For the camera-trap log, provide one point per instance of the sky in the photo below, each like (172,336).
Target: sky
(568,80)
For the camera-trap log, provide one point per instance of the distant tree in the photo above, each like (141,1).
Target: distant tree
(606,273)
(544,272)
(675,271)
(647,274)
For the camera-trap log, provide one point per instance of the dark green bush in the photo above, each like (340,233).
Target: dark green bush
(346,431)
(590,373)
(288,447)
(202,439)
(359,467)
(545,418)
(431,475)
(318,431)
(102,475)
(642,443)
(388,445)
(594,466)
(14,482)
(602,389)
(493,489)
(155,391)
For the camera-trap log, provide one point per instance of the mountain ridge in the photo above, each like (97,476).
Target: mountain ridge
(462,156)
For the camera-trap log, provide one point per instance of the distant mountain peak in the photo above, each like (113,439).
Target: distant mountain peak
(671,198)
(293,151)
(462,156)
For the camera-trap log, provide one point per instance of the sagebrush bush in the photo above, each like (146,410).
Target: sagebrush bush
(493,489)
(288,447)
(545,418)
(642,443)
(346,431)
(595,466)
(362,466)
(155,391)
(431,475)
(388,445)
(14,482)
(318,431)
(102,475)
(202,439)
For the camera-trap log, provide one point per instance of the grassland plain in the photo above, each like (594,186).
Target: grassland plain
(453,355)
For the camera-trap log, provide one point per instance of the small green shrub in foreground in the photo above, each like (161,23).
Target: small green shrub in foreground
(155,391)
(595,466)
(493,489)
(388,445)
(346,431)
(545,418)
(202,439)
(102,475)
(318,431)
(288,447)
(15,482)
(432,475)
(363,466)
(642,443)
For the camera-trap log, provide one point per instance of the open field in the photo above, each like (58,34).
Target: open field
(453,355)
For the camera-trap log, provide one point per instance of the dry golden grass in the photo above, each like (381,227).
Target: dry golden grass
:::::
- Exercise requirements -
Rescale the listing from the line containing "each like (58,34)." through the end of the listing, inclusive, by writing those lines out again with the requests, and multiply every point coordinate in the answers by 2.1, rounding to whole numbers with halves going up. Keep the requests and their sample points as they are.

- Exercise solution -
For the camera-trap log, provide one point per instance of the open field in the photo above, each like (58,34).
Target: open field
(951,746)
For the camera-trap log, provide one point per instance of the dry golden grass in the photo above, each like (381,227).
Target: dry golden grass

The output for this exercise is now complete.